▶ **O exercício**
Reescreva o trecho da resenha sobre a biografia de Borges começando em "Mesmo assim tem" e seguindo até "fazia ler tudo.", substituindo "xadrez" por "damas".

▶ **Trecho do documento**
'''

O OLHAR DE BORGES, UMA BIOGRAFIA SENTIMENTAL. SOLANGE FERNÁNDEZ ORDONEZ.

Bem...um problema sério neste livro: a autora, psicóloga de crianças, é amiga e fã de Borges. Desse modo, chega a irritar a quantidade de elogios.
Mesmo assim tem muita coisa boa. Começa com uma cena linda: Borges criança jogando xadrez com o pai na biblioteca. Ele foi tão feliz nessa época que bibliotecas se tornaram para sempre seu mundo. Borges foi apegado e amigo do pai, da mãe e da irmã. Seu problema era na rua, onde parecia fraco, mimado e muito snob. Nunca foi, se sentia um estrangeiro. Amava os livros, a realidade era aquela, sua curiosidade o fazia ler tudo.

'''

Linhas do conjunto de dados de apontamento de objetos

'''

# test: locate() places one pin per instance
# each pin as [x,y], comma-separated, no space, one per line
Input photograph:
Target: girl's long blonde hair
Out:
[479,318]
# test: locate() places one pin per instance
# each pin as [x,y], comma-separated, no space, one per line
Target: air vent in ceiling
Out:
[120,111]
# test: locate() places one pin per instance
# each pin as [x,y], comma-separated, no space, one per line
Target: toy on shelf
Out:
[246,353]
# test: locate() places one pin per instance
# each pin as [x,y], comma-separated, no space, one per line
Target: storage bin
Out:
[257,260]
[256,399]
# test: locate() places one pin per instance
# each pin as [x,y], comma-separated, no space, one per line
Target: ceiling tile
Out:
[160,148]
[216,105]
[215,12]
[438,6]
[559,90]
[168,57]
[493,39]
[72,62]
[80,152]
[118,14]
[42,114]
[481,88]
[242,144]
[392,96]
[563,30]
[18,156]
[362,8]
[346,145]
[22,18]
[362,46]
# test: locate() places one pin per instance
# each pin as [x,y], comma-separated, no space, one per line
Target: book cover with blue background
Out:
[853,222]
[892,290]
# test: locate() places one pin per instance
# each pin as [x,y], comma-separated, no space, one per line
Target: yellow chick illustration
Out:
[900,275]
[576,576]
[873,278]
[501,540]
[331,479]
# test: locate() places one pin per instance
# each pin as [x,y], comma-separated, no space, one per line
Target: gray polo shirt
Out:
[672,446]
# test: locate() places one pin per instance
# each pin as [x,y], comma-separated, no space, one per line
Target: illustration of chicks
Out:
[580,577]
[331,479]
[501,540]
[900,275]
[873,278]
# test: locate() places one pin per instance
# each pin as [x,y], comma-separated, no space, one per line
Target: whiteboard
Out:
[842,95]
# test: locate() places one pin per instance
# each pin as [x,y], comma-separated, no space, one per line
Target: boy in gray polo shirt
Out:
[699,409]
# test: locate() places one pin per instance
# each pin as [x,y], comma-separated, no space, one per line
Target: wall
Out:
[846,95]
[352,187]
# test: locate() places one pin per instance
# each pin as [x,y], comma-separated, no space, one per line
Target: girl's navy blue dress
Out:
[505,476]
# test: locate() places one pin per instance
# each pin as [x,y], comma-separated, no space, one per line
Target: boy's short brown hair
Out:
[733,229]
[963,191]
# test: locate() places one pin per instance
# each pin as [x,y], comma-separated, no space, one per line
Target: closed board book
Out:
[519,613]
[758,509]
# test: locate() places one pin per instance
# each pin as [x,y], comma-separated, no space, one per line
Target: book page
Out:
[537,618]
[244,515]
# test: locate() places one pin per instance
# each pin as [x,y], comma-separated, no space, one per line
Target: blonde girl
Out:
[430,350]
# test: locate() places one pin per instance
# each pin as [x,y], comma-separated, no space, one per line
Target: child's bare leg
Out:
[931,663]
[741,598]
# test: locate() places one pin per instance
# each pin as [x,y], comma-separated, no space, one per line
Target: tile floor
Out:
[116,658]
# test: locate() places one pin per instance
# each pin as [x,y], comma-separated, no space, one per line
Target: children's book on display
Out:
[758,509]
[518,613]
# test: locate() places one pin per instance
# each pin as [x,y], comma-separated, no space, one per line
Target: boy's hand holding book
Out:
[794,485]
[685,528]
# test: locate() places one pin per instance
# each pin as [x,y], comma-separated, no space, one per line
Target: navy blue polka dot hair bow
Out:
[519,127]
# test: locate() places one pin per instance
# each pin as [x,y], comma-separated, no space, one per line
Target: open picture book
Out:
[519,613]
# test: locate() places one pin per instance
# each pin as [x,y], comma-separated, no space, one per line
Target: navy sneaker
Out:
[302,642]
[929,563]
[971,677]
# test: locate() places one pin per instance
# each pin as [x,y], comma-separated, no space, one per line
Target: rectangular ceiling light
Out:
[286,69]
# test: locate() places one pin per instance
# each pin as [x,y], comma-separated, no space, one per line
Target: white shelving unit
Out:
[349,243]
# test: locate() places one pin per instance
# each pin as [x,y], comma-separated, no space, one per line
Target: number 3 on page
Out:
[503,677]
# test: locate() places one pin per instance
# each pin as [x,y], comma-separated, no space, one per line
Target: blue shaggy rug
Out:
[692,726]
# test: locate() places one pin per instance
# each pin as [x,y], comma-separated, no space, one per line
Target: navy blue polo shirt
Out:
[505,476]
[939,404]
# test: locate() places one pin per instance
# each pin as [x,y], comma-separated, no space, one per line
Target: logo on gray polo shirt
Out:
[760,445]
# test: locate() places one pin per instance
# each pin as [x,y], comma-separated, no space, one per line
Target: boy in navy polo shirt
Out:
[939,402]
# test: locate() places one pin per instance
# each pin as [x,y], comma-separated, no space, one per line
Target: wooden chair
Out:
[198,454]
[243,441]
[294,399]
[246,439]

'''
'''

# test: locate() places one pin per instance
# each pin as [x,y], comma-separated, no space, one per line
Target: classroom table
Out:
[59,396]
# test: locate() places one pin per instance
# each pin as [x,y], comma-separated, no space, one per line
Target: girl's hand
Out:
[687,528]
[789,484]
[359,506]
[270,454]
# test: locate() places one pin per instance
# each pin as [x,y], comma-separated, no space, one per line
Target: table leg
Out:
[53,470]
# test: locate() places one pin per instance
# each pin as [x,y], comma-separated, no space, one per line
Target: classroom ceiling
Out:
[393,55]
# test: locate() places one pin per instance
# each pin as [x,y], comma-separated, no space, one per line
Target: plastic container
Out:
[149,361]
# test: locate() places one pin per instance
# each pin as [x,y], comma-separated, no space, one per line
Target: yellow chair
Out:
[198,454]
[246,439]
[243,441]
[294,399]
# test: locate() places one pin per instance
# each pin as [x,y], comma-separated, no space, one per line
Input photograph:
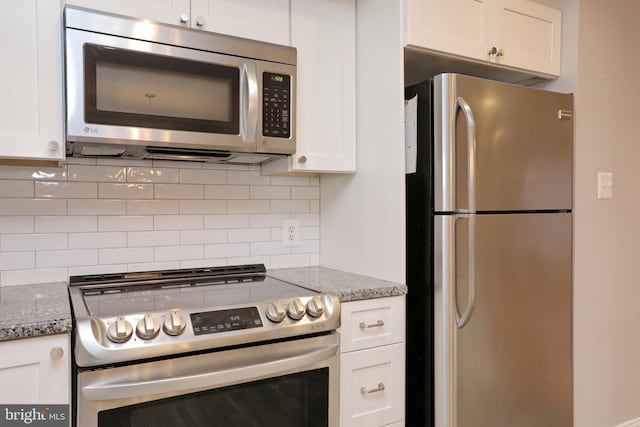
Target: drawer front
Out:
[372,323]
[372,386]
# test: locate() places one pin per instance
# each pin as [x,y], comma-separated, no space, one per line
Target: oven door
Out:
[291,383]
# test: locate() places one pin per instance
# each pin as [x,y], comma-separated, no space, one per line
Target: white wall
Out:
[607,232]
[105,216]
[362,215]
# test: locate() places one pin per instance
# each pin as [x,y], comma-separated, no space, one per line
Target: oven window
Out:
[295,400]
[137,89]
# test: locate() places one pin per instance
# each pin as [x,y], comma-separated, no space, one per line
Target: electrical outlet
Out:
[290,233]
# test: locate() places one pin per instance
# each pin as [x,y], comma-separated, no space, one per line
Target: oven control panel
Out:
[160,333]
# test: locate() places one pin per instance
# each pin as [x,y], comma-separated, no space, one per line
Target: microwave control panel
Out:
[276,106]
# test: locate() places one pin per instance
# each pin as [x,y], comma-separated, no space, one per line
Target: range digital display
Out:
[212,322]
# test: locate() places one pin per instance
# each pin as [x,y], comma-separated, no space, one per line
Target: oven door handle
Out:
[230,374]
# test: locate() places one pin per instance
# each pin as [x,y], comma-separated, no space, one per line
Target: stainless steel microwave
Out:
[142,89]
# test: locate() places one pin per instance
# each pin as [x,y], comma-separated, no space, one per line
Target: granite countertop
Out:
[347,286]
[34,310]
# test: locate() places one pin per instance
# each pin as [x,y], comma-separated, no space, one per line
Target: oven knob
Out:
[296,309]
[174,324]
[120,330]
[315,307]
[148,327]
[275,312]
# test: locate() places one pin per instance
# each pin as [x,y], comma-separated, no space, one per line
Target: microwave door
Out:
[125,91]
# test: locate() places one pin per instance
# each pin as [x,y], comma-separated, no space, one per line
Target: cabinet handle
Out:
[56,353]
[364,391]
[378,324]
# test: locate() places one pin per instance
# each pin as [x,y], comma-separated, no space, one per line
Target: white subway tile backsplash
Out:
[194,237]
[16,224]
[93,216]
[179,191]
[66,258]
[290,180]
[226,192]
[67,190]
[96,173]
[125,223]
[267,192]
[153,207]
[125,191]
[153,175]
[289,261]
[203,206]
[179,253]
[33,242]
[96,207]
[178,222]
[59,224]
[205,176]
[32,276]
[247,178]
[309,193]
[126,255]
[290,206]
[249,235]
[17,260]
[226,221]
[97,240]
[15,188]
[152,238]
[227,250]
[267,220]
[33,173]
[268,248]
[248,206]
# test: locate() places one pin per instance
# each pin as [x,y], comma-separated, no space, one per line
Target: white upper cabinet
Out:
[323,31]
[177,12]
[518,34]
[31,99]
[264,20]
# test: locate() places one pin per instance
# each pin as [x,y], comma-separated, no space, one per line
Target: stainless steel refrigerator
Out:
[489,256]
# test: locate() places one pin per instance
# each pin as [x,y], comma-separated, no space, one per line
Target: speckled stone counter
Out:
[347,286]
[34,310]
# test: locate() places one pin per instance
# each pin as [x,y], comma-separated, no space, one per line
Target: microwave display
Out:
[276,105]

'''

▶ **Resposta do exercício**
Mesmo assim tem muita coisa boa. Começa com uma cena linda: Borges criança jogando damas com o pai na biblioteca. Ele foi tão feliz nessa época que bibliotecas se tornaram para sempre seu mundo. Borges foi apegado e amigo do pai, da mãe e da irmã. Seu problema era na rua, onde parecia fraco, mimado e muito snob. Nunca foi, se sentia um estrangeiro. Amava os livros, a realidade era aquela, sua curiosidade o fazia ler tudo.